#### LISTED ENTRIES ####

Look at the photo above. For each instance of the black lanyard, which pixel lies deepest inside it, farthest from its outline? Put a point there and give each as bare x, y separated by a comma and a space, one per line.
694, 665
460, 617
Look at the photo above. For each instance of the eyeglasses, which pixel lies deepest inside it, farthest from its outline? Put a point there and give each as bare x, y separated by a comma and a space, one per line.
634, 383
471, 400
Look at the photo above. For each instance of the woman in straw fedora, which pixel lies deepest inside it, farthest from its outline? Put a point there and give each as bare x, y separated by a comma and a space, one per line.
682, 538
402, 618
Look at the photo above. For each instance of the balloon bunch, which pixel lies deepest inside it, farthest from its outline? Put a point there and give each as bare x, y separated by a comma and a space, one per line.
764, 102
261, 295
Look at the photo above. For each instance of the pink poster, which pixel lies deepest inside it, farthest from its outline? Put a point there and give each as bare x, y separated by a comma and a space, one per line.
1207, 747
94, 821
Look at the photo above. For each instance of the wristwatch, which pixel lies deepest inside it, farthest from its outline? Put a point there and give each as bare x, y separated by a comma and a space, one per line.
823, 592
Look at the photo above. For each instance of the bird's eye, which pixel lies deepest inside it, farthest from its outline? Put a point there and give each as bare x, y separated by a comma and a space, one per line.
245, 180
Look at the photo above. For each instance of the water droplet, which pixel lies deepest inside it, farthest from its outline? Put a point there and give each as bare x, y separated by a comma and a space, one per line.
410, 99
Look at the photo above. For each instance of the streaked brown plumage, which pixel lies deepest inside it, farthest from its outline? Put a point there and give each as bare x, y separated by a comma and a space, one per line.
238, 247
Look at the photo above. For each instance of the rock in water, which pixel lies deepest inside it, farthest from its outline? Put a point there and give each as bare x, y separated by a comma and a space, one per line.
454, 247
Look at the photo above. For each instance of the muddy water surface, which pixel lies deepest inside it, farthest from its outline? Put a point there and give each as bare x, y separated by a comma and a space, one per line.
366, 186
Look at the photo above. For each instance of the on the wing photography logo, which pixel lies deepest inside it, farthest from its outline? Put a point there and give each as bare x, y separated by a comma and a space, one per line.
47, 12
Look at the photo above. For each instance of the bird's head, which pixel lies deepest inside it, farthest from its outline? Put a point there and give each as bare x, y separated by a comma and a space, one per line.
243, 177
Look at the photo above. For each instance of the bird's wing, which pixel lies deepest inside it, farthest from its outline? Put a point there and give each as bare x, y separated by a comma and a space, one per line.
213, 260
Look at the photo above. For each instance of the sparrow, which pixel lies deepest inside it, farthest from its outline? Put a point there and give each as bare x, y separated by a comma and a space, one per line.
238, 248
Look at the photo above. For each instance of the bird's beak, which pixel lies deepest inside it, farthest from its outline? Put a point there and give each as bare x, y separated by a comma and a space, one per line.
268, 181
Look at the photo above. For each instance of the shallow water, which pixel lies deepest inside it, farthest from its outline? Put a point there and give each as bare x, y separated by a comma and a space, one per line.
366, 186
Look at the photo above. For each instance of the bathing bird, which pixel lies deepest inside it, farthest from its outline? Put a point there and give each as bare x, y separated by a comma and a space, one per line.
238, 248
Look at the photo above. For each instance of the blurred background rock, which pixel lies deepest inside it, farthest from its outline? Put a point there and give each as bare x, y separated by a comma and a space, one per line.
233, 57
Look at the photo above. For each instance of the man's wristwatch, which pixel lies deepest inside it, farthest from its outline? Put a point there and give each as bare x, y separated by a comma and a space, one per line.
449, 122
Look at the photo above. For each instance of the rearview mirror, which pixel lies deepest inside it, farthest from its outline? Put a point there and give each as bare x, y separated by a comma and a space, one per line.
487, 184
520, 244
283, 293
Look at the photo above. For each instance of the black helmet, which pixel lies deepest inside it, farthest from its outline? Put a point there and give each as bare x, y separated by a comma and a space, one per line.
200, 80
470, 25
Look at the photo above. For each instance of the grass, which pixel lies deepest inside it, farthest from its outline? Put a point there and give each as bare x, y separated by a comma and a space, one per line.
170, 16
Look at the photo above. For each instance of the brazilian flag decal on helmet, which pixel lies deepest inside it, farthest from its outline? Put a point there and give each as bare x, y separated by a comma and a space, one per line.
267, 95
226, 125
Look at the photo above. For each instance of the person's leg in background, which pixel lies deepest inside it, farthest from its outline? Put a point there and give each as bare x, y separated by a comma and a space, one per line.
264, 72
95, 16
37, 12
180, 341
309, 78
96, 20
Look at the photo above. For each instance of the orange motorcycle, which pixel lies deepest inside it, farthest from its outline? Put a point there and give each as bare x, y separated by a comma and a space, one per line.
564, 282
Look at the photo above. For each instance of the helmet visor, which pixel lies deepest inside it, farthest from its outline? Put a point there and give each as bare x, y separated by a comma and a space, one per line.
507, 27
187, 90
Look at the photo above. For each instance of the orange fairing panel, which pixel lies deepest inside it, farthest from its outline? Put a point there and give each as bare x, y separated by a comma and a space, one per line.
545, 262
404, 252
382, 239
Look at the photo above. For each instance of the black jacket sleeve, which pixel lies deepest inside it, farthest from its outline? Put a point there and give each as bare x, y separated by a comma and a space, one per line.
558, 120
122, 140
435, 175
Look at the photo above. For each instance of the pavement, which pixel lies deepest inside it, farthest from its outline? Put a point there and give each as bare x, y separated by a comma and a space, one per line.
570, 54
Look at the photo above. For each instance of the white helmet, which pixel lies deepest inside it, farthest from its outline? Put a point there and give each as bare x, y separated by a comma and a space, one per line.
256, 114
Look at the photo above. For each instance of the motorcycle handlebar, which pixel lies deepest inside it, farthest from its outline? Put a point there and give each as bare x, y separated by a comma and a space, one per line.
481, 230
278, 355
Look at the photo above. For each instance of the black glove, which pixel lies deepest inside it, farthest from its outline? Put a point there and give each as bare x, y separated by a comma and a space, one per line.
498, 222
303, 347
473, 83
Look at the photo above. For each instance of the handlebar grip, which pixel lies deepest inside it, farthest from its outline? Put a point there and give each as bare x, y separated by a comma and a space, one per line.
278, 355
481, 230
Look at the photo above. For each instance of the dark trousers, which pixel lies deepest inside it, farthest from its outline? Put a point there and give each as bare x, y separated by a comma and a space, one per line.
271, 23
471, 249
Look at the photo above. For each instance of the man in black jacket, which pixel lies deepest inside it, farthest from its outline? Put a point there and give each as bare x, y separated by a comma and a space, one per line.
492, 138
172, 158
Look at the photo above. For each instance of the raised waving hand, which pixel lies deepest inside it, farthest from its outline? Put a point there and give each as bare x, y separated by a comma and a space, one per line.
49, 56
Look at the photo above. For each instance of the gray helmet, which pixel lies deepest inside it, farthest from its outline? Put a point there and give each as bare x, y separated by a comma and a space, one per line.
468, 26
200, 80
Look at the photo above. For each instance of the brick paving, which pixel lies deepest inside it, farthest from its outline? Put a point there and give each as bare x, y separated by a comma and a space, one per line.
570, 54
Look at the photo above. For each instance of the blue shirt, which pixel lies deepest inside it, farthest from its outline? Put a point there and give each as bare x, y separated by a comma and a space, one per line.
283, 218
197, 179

####

[ASSIGNMENT]: Your task is to output the material above exactly.

[FINISHED TASK]:
Look at the photo above. For each instance of the black lanyard, which pixel lies deepest inside it, farthest from its outline? Put a point there and give each as bare x, y separated by a comma and a space, one per line.
694, 665
460, 617
Look at the photo above. For each instance of the eyeglasses, which pixel lies deepest inside it, farthest from its outline? Put a point there and give each as bare x, y separated by a comma and a space, one per line.
634, 383
471, 400
Look at the photo above. For each instance of the woman in straw fedora, which pixel lies deepest inside it, farthest from its outline? Put a point there and give each as bare x, y separated by a comma and a space, one per line.
682, 538
402, 618
Look at the photo above. For each instance of the balloon bunch, which pixel lies deepest inside it, farthest from its outline? Put a point there and give each as bare x, y separated by a comma and a space, one per line.
764, 102
261, 295
Look at the photo above. For each instance of the pink poster, which pixel lies deepest inside it, farthest from its outline? Put a point there and give each as bare x, y separated by a comma and a space, one per line.
1207, 747
94, 821
Look at the photo above. For each instance of the wristwatch, which pixel lies deepest inside it, farthest from its outline? Put a point there and give each as bare x, y separated by a comma and a space, one per line.
823, 592
Look at the photo above. For each instance of the bird's eye, which pixel lies deepest inside it, farthest from its outline? Put a point there and give each as bare x, y separated by a comma and a space, one per line.
245, 180
Look at the photo above. For each instance of the water droplet, which pixel lies deepest inside it, farthest from its outline? Put a point there and give each as bare x, y separated by a comma and a space, one per line.
410, 99
Look at the photo above. For each instance of the streaked brown plumage, which pixel lies deepest inside it, farthest from its outline? Put a point there and give each as bare x, y separated by a comma and a space, one per line.
238, 247
Look at the photo above. For each instance of the rock in water, which pixel lies deepest inside it, farthest from its outline? Put a point there and give each as bare x, y separated by a comma and a space, one per line.
454, 247
Look at the photo above. For each instance of the muddy water surface, which pixel lies deepest inside it, farthest from its outline? Put a point there and give each as bare x, y separated by a comma and a space, one per line.
366, 186
Look at the photo above. For each instance of the on the wing photography logo, which pixel lies deepest inside it, farthest from its outline? Put a point there and give each as bare x, y separated by a comma and a space, one per line.
47, 12
Look at the photo above. For each instance of the bird's head, which pixel lies deepest inside it, farthest from its outline? Put a point there and give each as bare x, y separated by a comma and a space, one per line.
243, 177
Look at the photo above. For each instance of the bird's wing, which pixel lies deepest inside it, farthest from its outline? Put a point there and give each as bare x, y separated by a comma and a space, one per line.
213, 260
Look at the photo above. For each instance of the sparrow, which pixel lies deepest inside it, farthest from its outline? Put a point there and give each as bare x, y separated by a comma and a space, one per line.
238, 248
Look at the photo above. For each instance of the bird's beak, which pixel lies deepest inside it, farthest from its outline? Put a point there and give each as bare x, y separated by a comma and a space, one per line.
268, 181
Look at the photo above. For each instance of the shallow water, which pixel lies deepest inside it, farthest from its outline? Put a point there and give each as bare x, y separated by a comma and a space, one per line.
366, 186
Look at the photo above. For each instance of the bathing bird, which pixel lies deepest inside it, farthest from its outline? Put a point there and give each as bare x, y separated by a comma and a space, one per line.
238, 248
Look at the photo above. For each instance of the blurred background rock, which pixel lies deepest inside it, farthest from its outline? Put a point there and give each as bare x, y separated by a comma and a space, one per line.
233, 57
Look at the photo above. For each instance of the man's wristwatch, which pixel lies deepest inside it, farthest from its outline? Put a point there and give each as bare x, y separated by a comma and a space, one per line.
449, 122
Look at the photo above. For each instance of the rearview mirror, which pixel lies deepest inside it, farthest from its outline? Put a point there and give each as bare x, y separated by a comma and a space, one per line.
487, 184
520, 244
283, 293
Look at the photo above. For each instance of the black helmet, which pixel lies deepest inside it, farthest from its outline? Put a point there and give each as bare x, y separated by a comma and a space, one per line.
200, 80
470, 25
Look at the photo above. For each instance of the grass, which pixel lies deepest inside it, farthest from its outline? Put a point there and give each as bare x, y separated by a comma and a space, one per line.
170, 16
Look at the photo above. For each instance of the brazilian flag decal on helmet, which pixel lies deepest inside it, farthest from its outline? Put a point there and give each as bare x, y separated by a comma and a space, one per line.
267, 95
226, 125
Look at the photo above. For each instance of the person's leg in background, which pixel lies deepest inside it, farthest from its outline? Put a point there and give each as bare x, y separated by a comma and a space, one per line.
264, 72
95, 16
37, 12
180, 341
309, 78
96, 20
Look at the photo above. For each instance of the orange motorcycle, which pixel lies deepest inside it, farthest from its outline? Put a point there and give each as bare x, y separated by a comma and a space, one per line.
564, 282
Look at the photo above. For each instance of the helmet visor, which pixel lies deepest inside it, farthest from its outline? Put a point there and give each as bare x, y separated by a comma and a space, one per line.
507, 27
187, 90
Look at the photo above. For each instance of the orange fairing panel, which pixel lies deepest inside it, farthest from its outline? Put a point there and give each as bare x, y separated by a comma and a space, one per line.
545, 262
404, 252
382, 239
Look at the photo above. For each instance of the black jacket sleeve, which pixel lies deepest inside it, farthest from its outline? Put a point there and give each as bare x, y separated by a comma and a space, one per line.
558, 120
122, 140
435, 175
Look at the photo above. For each instance of the pavement, which pixel lies deepest inside it, farthest from its outline? Put a point there and give each as bare x, y separated by a comma and a space, one per line.
570, 54
Look at the photo above. For each instance of the white helmet, which pixel lies deepest inside it, farthest from its outline? Put a point there and give each as bare x, y separated by a comma and a space, one per line.
256, 114
Look at the photo above. For each instance of the motorcycle handlebar, which pixel lies deepest inside it, farthest from its outline? Put a point there and give each as bare x, y separated by a comma and a space, one per line.
481, 230
278, 355
Look at the photo above. For each instance of the black glove, which pixel lies deepest inside it, farthest from its outline? Put a point there and give each as bare x, y separated by a comma and a space, one per line.
498, 222
303, 347
473, 83
Look at the photo above. For each instance of the handlebar grip, which pixel lies deepest inside it, farthest from its outline? Put a point there and give each as bare x, y separated by a comma and a space, one per line.
278, 355
481, 230
Look at the photo above. For each instance of the dark trousers, which pixel lies deepest inside it, farthest from its outline? Put a point there and give each as bare x, y separated by a comma and a space, one per line.
271, 23
471, 249
Look at the photo above. For each instance of the man in black jacket, which pixel lies deepest inside it, farthest from its outline? Put a point there and give each as bare x, y separated by a comma and a space, one per line.
492, 138
172, 158
Look at the photo above. For each instance of the raised waving hand, which pixel lies deepest inside it, farthest from its outline? Put a point there and give each as bare x, y separated by a comma and a space, one per line.
49, 56
Look at the photo above. For each instance of the gray helmet, which pixel lies deepest inside it, farthest from its outline? Put a point there and give each as bare x, y separated by a comma and a space, one per line.
468, 26
200, 80
Look at the photo above. For each instance of the brick paving, which pixel lies deepest inside it, farthest from its outline? Put a point there and give each as bare x, y separated by a comma and a space, one per line.
570, 54
Look at the photo above. For each instance of the blue shirt, which pixel lies deepest inside it, farthest from its outline? Put a point there and give each as bare x, y separated by a comma and a space, one per line.
283, 218
197, 179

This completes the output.